[start of EXERCISE MATERIALS]

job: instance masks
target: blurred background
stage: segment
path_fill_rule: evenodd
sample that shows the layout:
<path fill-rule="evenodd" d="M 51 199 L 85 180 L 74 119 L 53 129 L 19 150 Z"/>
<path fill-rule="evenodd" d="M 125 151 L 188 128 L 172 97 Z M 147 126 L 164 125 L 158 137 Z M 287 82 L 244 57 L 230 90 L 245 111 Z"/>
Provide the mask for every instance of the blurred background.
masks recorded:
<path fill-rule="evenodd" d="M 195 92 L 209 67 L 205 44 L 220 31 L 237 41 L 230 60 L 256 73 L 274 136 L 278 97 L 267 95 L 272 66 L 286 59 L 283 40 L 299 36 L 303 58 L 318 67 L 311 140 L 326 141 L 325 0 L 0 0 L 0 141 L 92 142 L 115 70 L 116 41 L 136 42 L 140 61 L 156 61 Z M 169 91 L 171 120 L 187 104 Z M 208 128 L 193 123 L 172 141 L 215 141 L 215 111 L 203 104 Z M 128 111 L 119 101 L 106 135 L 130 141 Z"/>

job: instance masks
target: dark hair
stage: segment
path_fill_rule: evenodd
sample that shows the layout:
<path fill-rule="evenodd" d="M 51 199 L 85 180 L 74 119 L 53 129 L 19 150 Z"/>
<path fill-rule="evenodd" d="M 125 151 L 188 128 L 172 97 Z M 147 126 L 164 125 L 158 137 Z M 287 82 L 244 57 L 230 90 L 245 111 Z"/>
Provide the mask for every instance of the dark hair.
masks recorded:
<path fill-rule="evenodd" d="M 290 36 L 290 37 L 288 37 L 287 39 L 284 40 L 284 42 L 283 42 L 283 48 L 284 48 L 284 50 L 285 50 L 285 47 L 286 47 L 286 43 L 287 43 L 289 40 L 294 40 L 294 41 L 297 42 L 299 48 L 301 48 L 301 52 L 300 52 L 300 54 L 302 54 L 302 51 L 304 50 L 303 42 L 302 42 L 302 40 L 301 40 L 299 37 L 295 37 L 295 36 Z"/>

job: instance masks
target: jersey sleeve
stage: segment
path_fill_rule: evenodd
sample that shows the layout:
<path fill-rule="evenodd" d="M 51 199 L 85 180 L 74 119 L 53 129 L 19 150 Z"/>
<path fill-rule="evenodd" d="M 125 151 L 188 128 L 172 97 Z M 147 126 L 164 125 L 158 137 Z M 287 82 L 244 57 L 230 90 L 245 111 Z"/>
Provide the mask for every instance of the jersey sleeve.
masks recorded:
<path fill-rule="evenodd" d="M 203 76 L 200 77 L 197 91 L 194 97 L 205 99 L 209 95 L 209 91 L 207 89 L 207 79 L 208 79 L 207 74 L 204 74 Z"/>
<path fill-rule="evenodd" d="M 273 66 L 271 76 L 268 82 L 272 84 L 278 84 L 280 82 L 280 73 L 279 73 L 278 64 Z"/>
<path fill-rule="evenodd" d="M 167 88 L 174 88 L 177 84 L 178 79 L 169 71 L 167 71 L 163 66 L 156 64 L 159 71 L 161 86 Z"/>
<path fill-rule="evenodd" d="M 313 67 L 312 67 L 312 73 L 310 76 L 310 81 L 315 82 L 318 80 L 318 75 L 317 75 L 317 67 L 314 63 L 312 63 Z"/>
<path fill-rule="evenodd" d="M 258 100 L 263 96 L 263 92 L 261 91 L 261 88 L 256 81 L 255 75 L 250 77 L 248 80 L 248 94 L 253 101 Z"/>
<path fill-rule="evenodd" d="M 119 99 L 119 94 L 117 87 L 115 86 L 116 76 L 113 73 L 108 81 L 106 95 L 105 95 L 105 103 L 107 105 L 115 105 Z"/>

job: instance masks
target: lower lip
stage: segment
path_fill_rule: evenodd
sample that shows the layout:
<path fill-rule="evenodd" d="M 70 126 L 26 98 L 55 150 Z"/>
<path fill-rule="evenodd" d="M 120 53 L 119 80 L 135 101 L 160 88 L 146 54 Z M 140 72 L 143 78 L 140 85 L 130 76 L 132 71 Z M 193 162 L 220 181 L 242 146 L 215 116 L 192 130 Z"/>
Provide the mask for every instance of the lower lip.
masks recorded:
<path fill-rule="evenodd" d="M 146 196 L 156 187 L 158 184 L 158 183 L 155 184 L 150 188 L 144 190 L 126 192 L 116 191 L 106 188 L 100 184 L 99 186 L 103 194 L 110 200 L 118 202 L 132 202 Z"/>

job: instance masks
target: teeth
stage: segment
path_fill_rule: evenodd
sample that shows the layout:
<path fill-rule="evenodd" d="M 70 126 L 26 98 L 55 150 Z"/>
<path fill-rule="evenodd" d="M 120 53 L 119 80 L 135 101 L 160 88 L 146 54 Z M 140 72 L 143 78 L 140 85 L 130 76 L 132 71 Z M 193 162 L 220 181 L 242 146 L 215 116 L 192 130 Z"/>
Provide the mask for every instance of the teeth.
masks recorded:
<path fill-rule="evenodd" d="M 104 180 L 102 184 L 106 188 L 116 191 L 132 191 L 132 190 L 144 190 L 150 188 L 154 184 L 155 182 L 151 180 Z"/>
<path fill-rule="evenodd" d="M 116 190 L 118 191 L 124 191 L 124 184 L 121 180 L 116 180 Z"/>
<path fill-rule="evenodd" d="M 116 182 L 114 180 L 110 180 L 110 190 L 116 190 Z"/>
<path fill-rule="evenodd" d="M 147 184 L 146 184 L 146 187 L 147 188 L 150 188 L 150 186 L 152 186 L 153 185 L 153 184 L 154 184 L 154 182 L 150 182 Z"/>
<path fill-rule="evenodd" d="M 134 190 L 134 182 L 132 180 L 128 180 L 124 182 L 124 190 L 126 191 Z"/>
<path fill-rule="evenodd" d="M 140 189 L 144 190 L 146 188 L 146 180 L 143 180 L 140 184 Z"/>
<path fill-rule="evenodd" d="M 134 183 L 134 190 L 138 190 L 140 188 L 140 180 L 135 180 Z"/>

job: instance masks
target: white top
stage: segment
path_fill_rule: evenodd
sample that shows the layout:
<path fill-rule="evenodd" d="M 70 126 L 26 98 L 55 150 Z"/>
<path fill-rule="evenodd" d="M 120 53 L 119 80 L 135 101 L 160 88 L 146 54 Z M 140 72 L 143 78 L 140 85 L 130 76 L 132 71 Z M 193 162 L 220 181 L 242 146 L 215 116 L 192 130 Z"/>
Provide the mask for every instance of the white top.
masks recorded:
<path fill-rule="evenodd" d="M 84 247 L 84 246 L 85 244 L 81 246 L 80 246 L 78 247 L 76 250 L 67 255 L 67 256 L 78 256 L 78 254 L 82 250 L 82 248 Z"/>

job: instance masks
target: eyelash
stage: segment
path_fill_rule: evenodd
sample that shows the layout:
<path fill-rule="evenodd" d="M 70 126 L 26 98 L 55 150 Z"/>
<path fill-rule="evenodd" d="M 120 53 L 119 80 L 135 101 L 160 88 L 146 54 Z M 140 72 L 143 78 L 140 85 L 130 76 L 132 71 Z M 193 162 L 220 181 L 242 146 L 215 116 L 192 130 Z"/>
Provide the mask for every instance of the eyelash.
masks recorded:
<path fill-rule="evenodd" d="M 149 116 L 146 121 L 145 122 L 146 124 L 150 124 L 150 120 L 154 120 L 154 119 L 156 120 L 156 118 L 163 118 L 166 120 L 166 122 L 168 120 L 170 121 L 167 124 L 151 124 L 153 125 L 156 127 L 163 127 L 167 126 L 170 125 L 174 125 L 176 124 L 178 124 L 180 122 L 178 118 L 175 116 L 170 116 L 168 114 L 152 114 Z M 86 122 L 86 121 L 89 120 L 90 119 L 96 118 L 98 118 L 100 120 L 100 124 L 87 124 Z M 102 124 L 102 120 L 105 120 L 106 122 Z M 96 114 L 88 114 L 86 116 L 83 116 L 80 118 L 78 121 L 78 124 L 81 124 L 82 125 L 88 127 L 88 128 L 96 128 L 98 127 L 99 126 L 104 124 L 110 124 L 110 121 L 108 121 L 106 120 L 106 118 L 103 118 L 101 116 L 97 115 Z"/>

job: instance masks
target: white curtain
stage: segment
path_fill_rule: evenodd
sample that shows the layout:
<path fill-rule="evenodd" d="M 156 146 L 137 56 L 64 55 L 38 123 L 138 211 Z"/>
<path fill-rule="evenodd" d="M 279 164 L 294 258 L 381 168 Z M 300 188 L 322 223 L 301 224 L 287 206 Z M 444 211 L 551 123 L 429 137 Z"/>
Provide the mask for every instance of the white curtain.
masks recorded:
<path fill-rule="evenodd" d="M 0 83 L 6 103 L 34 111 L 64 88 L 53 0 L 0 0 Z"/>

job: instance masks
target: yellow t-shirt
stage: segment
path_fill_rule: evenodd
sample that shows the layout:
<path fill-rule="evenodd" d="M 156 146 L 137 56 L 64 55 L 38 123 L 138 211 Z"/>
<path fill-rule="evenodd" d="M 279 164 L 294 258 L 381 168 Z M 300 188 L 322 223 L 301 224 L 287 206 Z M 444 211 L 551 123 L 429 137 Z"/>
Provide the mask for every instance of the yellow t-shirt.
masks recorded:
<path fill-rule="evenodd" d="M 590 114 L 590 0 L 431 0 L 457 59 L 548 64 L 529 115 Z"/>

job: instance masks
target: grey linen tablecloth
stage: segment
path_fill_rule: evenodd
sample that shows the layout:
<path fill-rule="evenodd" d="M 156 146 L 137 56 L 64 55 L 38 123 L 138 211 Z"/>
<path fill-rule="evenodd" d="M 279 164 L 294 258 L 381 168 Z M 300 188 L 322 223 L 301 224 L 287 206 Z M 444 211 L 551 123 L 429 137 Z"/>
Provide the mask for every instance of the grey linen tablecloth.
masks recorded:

[end of EXERCISE MATERIALS]

## WHAT YOU WILL DO
Tally the lines of the records above that contain the string "background", with case taken into account, and give only the resulting number.

## THE RESPONSE
2